What to work on: Write out every entry below exactly as it appears. Pictures do not belong in the copy.

+++ Exercise input

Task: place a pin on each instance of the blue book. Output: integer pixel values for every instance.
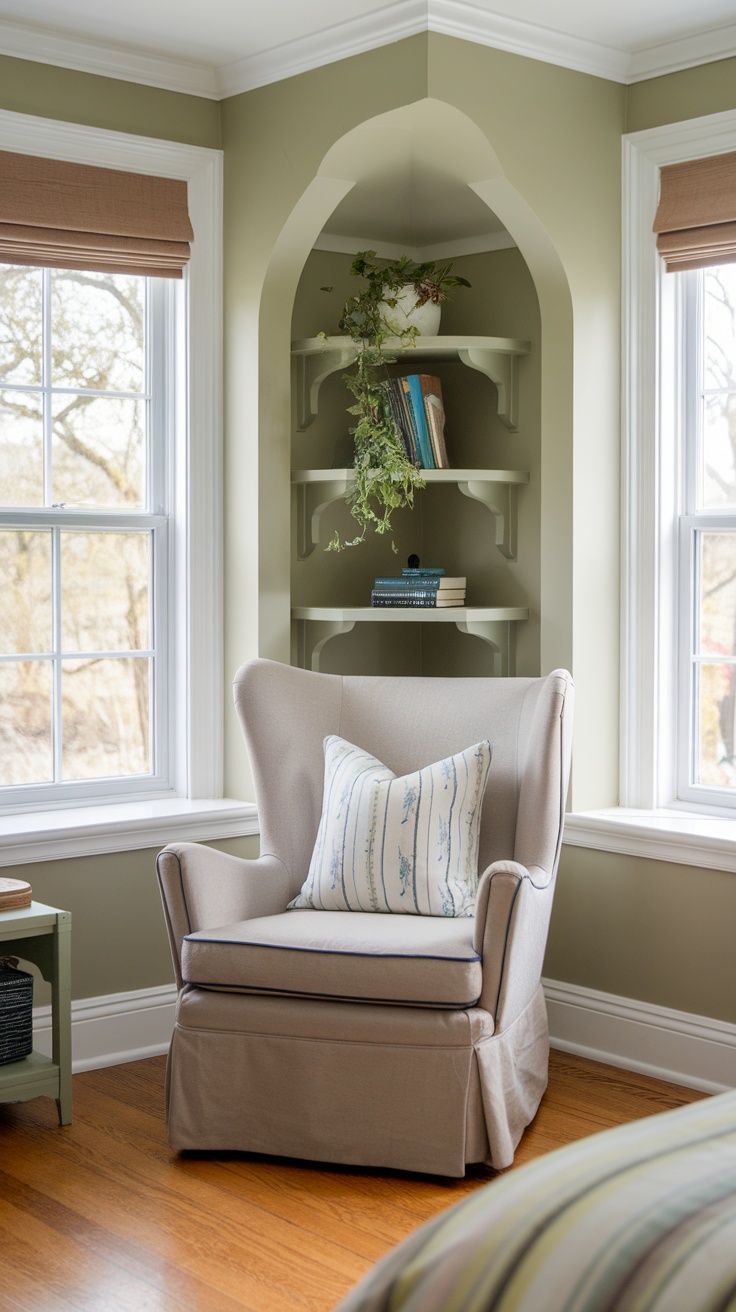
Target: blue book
(417, 584)
(412, 386)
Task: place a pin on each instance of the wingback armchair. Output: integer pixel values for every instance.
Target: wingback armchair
(402, 1041)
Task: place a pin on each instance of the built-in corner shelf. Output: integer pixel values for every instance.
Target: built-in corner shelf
(318, 625)
(496, 357)
(316, 490)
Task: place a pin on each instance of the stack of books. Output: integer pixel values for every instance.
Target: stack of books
(419, 588)
(419, 413)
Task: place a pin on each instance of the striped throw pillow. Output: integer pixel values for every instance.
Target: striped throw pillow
(391, 844)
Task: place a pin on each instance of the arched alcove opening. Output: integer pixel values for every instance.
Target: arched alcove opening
(423, 180)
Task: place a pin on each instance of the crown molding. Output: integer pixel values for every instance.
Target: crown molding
(461, 19)
(673, 55)
(91, 57)
(352, 37)
(470, 22)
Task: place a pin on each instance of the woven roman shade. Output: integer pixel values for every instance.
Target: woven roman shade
(695, 219)
(63, 215)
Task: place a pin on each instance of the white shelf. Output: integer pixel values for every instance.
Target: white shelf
(318, 625)
(496, 357)
(496, 490)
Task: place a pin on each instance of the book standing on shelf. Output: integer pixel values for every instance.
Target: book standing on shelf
(419, 413)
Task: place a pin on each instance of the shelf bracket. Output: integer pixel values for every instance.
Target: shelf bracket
(501, 500)
(311, 371)
(500, 638)
(501, 368)
(312, 500)
(312, 635)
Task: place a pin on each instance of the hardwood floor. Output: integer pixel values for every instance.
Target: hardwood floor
(102, 1216)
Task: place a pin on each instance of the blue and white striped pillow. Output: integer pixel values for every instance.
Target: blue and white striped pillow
(398, 845)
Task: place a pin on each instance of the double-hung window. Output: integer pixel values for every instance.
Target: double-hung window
(706, 694)
(110, 520)
(678, 529)
(84, 534)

++++++

Result:
Task: place a pin on each instance of the blue book. Output: integer pixel values for every instance.
Target: blue book
(417, 584)
(412, 386)
Task: place a pin on each instance of the wingback armchair. Output: integer pixel values for every instance.
Target: wingback armchair
(402, 1041)
Task: place a pin on each instance of the built-in corner shelf. Output: integer pixel values for every instance.
Target: built-in corner shelf
(318, 625)
(496, 357)
(316, 490)
Task: place a pin on each instance of the stack of books. Output: integer pixel values for every instance.
Target: stack of books
(419, 588)
(419, 413)
Task: place a pin on each instance of the striped throw pillow. Output: integer pixel values for every instance.
Target: striped throw pillow
(391, 844)
Task: place a pin on each instance of the arched alcove opening. Output: integer pixel values for every instance.
Target: arched alcove opening
(423, 180)
Task: place a pin on each instance of the crown molding. Output: integer pixel values for every instance.
Target: crown molding
(461, 19)
(673, 55)
(91, 57)
(352, 37)
(470, 22)
Task: place a pin on each instance of the woven roman shade. Output: integer pixel values for every instance.
Target: woven roman shade
(695, 219)
(63, 215)
Task: place a pin on each instance of the white shelf. Output: integer pixel values for every instance.
Target: white shelf
(318, 625)
(496, 357)
(496, 490)
Task: place a pin on each instance of the book standing on shelf. Output: integer pixel values for every instance.
Target: book standing on shelf
(419, 413)
Task: place a pin on each instance of the shelf bracket. Output: integer pixel values for every instance.
Target: shelf bracket
(501, 500)
(311, 371)
(500, 638)
(501, 368)
(312, 500)
(312, 635)
Task: place a pin on each instance of the hardwood floor. Output: integer pixel values for every instance.
Target: hardwood floor
(102, 1216)
Task: place a pin on each instance of the blue and white striped pillow. Output: integer pixel values for every instance.
Target: blue and white striped pillow
(398, 845)
Task: place a pin on each instance of the double-hung window. Output: integer pixel values for every instance.
Target: double-hung window
(706, 694)
(110, 520)
(678, 529)
(84, 534)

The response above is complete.